[Excerpts from the point annotation data]
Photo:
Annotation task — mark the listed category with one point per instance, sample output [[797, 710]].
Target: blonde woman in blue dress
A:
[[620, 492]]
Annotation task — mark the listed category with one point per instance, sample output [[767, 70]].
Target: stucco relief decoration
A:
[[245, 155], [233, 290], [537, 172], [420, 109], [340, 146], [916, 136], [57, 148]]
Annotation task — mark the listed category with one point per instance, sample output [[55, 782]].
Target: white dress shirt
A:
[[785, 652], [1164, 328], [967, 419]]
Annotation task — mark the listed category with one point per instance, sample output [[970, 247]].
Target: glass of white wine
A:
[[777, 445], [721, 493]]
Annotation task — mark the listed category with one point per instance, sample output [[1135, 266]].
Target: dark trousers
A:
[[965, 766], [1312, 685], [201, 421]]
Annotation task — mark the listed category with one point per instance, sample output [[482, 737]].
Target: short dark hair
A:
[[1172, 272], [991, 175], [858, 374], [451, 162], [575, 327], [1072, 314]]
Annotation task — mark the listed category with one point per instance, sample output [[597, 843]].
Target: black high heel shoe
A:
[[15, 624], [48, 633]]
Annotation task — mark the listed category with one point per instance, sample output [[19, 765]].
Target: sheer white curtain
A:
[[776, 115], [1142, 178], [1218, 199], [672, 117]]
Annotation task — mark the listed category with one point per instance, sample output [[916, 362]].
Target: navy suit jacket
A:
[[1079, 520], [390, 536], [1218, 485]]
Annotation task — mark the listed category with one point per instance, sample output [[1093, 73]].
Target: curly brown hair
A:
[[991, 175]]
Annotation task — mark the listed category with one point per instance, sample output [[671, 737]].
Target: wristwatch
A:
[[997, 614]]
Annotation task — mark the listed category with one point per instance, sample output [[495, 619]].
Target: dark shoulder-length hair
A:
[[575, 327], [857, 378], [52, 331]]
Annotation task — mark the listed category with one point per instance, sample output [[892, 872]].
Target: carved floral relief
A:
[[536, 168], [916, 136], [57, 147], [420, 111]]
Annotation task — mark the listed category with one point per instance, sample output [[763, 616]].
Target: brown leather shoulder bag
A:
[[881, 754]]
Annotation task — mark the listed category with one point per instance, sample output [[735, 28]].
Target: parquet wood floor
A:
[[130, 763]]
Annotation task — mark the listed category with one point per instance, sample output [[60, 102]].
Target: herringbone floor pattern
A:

What you are asked to do: Convert the listing above into a JSON array of strings, one string per line, skipping blank lines.

Task output:
[
  "Photo:",
  "Annotation task — mark the listed category with one point per instance, sample output [[797, 710]].",
  "Target: blonde woman in blue dress",
  "A:",
  "[[620, 492]]",
  "Annotation task — mark the listed category with one point per instance, sample output [[767, 70]].",
  "Target: stucco relief decoration",
  "A:",
  "[[245, 155], [233, 290], [537, 172], [420, 109], [340, 146], [916, 136], [57, 148]]",
  "Annotation task — mark the listed category with one point per instance, sample output [[55, 782]].",
  "Target: white dress shirt",
  "A:",
  "[[785, 652], [1164, 328], [967, 419]]",
  "Annotation task — mark the listed category with one point per instance, sample output [[970, 247]].",
  "Target: glass of white wine",
  "A:",
  "[[777, 445], [721, 493]]",
  "Annotation task — mark the listed category with one point per instance, sample output [[1135, 266]].",
  "Target: dark trousers",
  "A:",
  "[[965, 766], [1312, 685], [201, 421]]",
  "Annotation task — mark the listed category with one point per instance, sample output [[482, 737]].",
  "Target: short dark hair",
  "A:",
  "[[1172, 272], [991, 175], [858, 374], [451, 162], [575, 327], [1072, 314]]",
  "Annotation task — mark the listed category with one point per instance, sample output [[597, 843]].",
  "Target: black high heel shoe",
  "A:",
  "[[15, 624], [48, 633]]",
  "Annotation task — mark the listed category with one point per instance, sample output [[19, 765]].",
  "Target: sheer white curtain",
  "A:",
  "[[776, 115], [1142, 178], [1218, 199], [672, 117]]",
  "Annotation task — mark the listed category with one point per instance, sample output [[916, 362]].",
  "Target: navy suit jacket",
  "A:",
  "[[1079, 520], [390, 536], [1218, 485]]",
  "Annotation task — mark the listed category with one point per instance, sample output [[1093, 73]].",
  "Target: curly brown hair",
  "A:",
  "[[991, 175]]",
  "Annotation task — mark the listed category with one point per instance, sample output [[671, 737]].",
  "Target: wristwatch",
  "A:",
  "[[997, 614]]",
  "Annotation task — mark the listed category with one point per instance, sample output [[495, 619]].",
  "Target: dark shoulder-length hair",
  "A:",
  "[[575, 327], [857, 378], [52, 331]]",
  "Annotation task — mark the listed category with one point per instance, sample output [[892, 872]].",
  "Target: carved floral relief",
  "A:",
  "[[536, 168], [916, 136], [57, 147], [420, 111]]",
  "Annotation task — mark the listed category with one point per instance, sample output [[763, 616]].",
  "Target: brown leather shoulder bag",
  "A:",
  "[[881, 754]]",
  "Annotation task — mark the listed category with one point per instance, sample output [[735, 28]].",
  "Target: parquet wood floor",
  "A:",
  "[[130, 763]]",
  "Annotation task — mark the listed category with one point per instance, sample output [[60, 102]].",
  "Target: herringbone floor pattern",
  "A:"
]